Esto, a primera vista, puede parecemos extraño. La obra de Stephens produjo gran sensación; publicáronse varias ediciones en poco tiempo y casi inmediatamente después fue traducida a varios idiomas. En una palabra, todo el mundo hablaba de ella. Sin embargo, en 1838, cuando en París se publicó el relato de Von Waldeck con el título «Viaje arqueológico romántico al Yucatán», llamó poco la atención, y hoy día está casi olvidado. Evidentemente, el relato de Stephens es más detallado y está escrito tan brillantemente que, incluso en nuestros días, su lectura causa admiración. Y Waldeck no llevaba consigo un hombre de la categoría de Catherwood, cuyos dibujos reunían, con su valor artístico, tal grado de precisión científica —hasta las fotografías nos parecen inferiores a los dibujos de Catherwood—, que aún hoy día conservan un valor documental para la arqueología, pues muchas de las cosas que vio y fijó con su lápiz están de nuevo cubiertas de plantas, derruidas, corroídas por la intemperie o destruidas.

────────────────────────────────────────

_Tareas propuestas_.
a) ¿Puedes resumir en dos oraciones el texto sobre los relatos de Stephens y Waldeck?
b) ¿Podrías prolongar el texto sobre los relatos de Stephens y Waldeck a partir de su última oración?

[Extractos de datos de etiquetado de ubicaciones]

────────────────────────────────────────

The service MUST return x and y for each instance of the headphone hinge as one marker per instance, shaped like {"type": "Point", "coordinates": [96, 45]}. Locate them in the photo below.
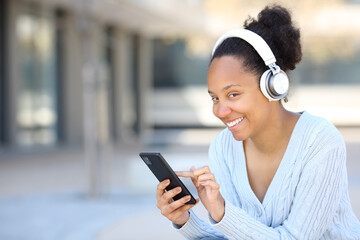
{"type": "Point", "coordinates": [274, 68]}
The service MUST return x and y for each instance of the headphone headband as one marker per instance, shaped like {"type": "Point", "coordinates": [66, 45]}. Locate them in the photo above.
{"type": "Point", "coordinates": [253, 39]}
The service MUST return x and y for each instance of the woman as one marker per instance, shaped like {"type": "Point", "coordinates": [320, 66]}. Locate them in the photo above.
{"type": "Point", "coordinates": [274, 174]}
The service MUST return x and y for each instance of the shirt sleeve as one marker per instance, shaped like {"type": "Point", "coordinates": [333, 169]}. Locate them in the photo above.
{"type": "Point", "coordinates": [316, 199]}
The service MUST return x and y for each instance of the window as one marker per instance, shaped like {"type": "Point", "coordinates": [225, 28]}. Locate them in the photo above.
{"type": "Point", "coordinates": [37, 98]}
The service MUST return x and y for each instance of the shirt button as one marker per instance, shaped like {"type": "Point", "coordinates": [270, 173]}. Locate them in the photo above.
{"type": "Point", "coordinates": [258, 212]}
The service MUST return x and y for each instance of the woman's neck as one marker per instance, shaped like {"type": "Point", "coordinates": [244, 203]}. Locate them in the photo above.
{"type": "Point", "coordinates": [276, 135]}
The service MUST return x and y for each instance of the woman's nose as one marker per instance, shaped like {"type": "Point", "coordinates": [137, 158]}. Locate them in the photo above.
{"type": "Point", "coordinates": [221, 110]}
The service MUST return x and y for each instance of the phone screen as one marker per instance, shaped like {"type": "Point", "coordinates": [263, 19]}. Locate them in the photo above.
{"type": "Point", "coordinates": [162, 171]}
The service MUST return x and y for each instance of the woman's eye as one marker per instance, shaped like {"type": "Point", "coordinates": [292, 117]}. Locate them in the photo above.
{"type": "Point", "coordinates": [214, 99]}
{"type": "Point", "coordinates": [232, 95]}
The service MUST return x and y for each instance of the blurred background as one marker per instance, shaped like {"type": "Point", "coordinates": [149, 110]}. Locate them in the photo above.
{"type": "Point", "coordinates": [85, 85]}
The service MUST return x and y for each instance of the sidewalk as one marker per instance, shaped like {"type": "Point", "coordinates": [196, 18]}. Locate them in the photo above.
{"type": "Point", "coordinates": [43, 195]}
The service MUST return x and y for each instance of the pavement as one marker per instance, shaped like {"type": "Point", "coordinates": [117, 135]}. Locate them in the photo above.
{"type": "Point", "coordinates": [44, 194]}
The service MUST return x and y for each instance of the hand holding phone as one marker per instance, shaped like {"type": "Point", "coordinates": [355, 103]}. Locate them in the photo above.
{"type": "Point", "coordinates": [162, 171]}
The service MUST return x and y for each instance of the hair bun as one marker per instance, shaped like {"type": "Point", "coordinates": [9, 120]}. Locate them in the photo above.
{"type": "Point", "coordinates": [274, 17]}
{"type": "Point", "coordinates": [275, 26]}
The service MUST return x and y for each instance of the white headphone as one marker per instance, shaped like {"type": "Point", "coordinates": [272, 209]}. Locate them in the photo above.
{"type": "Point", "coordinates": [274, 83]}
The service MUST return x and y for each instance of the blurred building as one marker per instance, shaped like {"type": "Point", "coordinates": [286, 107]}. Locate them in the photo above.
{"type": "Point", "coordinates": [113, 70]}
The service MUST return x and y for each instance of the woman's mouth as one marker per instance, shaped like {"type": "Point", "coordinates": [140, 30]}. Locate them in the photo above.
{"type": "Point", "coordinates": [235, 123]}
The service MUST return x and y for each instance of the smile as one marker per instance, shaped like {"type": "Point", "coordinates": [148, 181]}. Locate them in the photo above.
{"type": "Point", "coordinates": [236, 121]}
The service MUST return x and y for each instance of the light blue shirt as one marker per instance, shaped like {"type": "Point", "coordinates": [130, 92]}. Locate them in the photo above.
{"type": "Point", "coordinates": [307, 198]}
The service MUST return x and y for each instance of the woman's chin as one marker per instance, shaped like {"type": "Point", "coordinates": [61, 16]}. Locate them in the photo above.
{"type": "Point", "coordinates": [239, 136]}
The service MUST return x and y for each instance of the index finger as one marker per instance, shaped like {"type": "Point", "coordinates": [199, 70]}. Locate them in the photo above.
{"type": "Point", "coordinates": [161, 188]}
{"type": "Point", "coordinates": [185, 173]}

────────────────────────────────────────

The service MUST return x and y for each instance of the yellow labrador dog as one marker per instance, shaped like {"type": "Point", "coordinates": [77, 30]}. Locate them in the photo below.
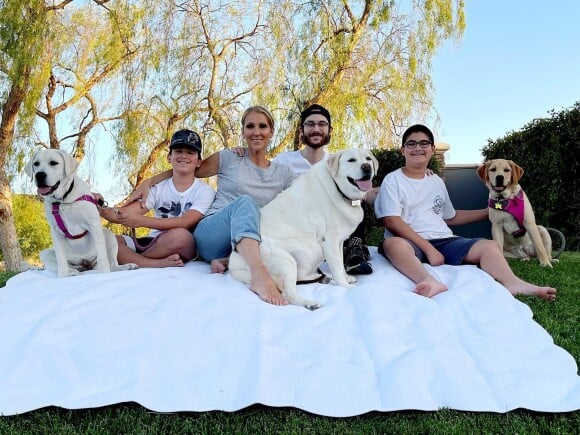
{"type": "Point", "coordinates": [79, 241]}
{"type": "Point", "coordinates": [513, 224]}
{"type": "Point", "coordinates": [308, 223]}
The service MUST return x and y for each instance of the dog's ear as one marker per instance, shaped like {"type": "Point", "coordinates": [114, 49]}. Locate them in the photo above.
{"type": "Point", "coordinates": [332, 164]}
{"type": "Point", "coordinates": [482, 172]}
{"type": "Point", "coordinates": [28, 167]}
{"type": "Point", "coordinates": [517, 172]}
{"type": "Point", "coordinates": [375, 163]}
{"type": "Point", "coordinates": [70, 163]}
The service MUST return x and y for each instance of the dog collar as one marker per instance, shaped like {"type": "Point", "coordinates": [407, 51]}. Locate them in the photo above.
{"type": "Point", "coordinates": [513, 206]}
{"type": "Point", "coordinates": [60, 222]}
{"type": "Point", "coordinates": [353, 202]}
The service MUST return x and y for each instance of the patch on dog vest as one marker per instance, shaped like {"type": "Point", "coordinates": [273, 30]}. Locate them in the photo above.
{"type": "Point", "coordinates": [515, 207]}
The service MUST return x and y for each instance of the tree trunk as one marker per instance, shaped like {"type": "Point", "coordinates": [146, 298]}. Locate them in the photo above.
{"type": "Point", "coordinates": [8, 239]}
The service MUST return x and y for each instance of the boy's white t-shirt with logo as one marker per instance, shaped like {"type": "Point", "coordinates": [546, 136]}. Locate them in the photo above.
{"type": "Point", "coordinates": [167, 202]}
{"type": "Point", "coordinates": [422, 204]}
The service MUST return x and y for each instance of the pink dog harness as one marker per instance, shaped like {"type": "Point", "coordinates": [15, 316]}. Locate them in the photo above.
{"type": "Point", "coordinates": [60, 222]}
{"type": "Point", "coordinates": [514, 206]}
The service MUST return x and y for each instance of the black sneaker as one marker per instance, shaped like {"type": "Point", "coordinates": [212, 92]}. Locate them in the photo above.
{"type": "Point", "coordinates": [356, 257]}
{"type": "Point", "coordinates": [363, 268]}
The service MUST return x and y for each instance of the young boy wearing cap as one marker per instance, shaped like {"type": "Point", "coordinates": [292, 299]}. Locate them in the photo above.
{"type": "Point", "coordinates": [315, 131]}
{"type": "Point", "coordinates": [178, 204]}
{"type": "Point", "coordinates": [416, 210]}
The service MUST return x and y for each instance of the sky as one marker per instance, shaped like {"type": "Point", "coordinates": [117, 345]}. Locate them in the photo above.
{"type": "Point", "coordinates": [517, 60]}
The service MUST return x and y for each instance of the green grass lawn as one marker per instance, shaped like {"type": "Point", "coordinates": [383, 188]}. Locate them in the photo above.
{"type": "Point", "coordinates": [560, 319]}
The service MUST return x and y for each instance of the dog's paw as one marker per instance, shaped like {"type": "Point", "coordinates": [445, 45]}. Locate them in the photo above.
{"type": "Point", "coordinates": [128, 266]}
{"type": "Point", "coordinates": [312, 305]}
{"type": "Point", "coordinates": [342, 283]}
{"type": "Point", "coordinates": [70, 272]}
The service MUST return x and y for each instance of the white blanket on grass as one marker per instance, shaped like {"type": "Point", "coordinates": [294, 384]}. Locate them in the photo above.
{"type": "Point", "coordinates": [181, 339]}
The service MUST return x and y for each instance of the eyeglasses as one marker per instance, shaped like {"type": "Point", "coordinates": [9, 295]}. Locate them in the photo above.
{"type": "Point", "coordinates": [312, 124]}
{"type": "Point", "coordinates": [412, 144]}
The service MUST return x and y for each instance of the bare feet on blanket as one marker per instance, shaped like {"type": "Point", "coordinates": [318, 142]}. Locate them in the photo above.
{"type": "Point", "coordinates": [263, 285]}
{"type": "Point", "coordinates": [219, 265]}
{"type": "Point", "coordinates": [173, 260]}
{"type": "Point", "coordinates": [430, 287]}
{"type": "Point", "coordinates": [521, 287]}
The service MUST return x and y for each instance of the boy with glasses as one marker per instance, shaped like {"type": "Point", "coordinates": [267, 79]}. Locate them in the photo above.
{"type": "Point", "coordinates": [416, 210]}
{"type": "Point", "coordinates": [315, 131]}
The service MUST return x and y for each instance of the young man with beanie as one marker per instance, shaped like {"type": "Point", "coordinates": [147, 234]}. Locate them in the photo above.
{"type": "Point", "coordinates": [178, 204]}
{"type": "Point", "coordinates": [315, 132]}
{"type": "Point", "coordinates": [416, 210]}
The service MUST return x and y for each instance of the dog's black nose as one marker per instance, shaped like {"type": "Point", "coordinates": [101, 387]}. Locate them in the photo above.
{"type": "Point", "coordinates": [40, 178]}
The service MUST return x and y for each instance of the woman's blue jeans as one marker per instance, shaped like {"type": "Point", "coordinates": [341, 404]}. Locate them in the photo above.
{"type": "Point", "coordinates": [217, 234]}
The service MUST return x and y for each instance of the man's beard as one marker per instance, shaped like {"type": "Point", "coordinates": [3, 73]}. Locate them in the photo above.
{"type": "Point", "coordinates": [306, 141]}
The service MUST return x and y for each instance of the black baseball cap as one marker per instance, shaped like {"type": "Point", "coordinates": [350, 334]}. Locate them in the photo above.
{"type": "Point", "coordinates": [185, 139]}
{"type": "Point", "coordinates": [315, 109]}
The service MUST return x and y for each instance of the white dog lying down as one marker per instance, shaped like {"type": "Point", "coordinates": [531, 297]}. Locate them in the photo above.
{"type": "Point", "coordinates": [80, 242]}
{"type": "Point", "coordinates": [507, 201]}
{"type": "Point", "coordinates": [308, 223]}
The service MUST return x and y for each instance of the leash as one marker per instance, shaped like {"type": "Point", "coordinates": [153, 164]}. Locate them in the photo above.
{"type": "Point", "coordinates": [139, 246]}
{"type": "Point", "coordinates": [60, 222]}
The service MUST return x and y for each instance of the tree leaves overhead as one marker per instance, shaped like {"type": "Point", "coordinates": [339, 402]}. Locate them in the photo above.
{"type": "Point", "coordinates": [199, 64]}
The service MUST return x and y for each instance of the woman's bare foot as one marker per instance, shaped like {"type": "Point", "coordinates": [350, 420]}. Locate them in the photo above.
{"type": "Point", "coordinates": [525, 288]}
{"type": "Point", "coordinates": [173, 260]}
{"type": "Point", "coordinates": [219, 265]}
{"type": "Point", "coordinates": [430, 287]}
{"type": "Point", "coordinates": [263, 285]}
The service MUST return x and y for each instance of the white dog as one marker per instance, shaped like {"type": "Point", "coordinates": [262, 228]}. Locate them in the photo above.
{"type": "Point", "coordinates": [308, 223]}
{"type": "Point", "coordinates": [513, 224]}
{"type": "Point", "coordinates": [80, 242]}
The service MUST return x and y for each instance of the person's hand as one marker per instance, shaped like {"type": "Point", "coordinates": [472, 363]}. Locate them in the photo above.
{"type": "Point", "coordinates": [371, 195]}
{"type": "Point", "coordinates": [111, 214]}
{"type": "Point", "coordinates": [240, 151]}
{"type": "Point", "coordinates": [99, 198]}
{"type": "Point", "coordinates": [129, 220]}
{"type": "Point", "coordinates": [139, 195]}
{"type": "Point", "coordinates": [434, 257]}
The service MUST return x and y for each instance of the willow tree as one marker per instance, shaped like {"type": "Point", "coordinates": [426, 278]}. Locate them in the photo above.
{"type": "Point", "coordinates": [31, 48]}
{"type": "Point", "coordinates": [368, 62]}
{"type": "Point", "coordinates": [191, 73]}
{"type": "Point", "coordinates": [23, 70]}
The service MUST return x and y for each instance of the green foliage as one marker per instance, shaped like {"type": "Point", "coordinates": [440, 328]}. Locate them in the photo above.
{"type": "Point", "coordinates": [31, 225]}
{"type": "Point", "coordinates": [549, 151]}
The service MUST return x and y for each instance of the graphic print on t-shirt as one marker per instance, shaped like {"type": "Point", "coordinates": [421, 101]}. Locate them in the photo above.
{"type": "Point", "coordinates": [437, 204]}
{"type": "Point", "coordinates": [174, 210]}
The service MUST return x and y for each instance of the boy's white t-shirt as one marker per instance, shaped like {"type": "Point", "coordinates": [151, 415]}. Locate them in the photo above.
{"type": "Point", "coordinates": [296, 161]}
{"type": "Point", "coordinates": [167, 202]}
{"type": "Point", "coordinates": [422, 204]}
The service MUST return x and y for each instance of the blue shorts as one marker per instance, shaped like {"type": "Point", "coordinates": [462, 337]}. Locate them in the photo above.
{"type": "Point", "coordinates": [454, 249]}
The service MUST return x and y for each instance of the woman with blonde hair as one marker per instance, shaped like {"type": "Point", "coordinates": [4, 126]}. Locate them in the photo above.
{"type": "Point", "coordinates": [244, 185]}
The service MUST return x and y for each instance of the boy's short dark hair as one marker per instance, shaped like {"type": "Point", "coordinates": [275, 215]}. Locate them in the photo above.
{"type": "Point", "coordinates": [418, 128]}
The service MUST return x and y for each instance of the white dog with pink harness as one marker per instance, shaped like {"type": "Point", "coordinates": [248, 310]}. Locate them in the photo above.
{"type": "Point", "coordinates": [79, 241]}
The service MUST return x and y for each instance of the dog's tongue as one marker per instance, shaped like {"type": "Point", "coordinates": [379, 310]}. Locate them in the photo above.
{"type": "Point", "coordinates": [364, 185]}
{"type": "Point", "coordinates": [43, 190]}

────────────────────────────────────────

_Respuestas esperadas_.
a) La obra de Stephens causó gran sensación y tuvo varias ediciones y traducciones en poco tiempo, mientras que el relato de Von Waldeck, publicado en París en 1838, llamó poco la atención y hoy está casi olvidado. El de Stephens es más detallado y está escrito con brillantez, y Waldeck no llevaba consigo a alguien de la categoría de Catherwood, cuyos dibujos, por su precisión científica, aún conservan valor documental para la arqueología.

b)
Pero la razón fundamental es seguramente ésta: cuando se publicaba el libro de Waldeck, la atención de todos los eruditos y curiosos de Francia seguía con entusiasmo los progresos en el descubrimiento y conocimiento de una cultura antigua muy distinta, con la cual se relacionaba un acontecimiento nacional reciente. Aún vivían los que habían participado en la expedición egipcia de Napoleón, y el público se emocionaba todavía con la gran obra del desciframiento de los jeroglíficos. Francia, incluso Europa entera y hasta América —pensemos en los primeros viajes de Stephens—, miraban a Egipto. Se requería una ruptura absoluta con las ideas tradicionales para aceptar los nuevos puntos de vista.
Era lógico, además, que cuando los mayas habían llamado la atención al público se ofrecieran aquellas interpretaciones aventuradas que siempre acompañaban a todo descubrimiento nuevo. Después del relato de Stephens, había ya un hecho indiscutible: los antiguos mayas eran un pueblo de una cultura que muy bien podía colocarse al lado de las grandes civilizaciones del mundo antiguo, y esta afirmación podría hacerla cualquier profesional con sólo basarse en los monumentos encontrados. En cambio, hasta mucho más tarde no se reconoció el gran progreso alcanzado por los mayas en las matemáticas.
Todo esto planteaba el siguiente problema: ¿De dónde venía este pueblo? ¿Era, efectivamente, de raza india como las restantes tribus que vivían al Norte y al Sur, y que no han llegado a salir jamás de su vida nómada? Y en tal caso, ¿cómo se explica que sean justamente los mayas los que alcanzaron aquel desarrollo? ¿Qué les dio impulso? ¿Era posible que en el continente americano, separado de la gran corriente cultural del mundo antiguo, hubiera podido surgir una cultura netamente autóctona?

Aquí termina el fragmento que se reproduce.